WHAT THIS TASK INVOLVES
Could the entries below be transcribed word for word, with the pictures omitted?
··········
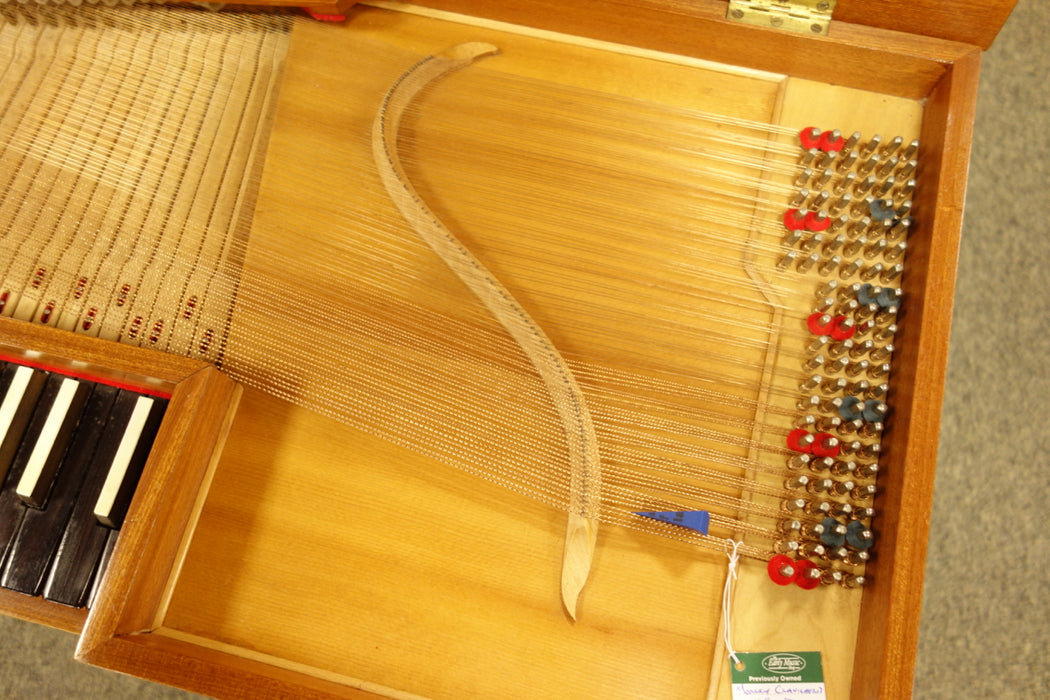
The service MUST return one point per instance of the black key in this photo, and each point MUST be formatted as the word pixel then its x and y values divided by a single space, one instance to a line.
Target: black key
pixel 127 464
pixel 100 570
pixel 35 544
pixel 12 508
pixel 78 555
pixel 49 447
··········
WRITTEN SOLUTION
The service MUST return one point per instance of the black key in this photo, and each point MUST be formatted as the word pixel then its x and y values divided by a single space, one instance to a line.
Target: black key
pixel 127 464
pixel 100 570
pixel 35 544
pixel 12 508
pixel 78 555
pixel 49 447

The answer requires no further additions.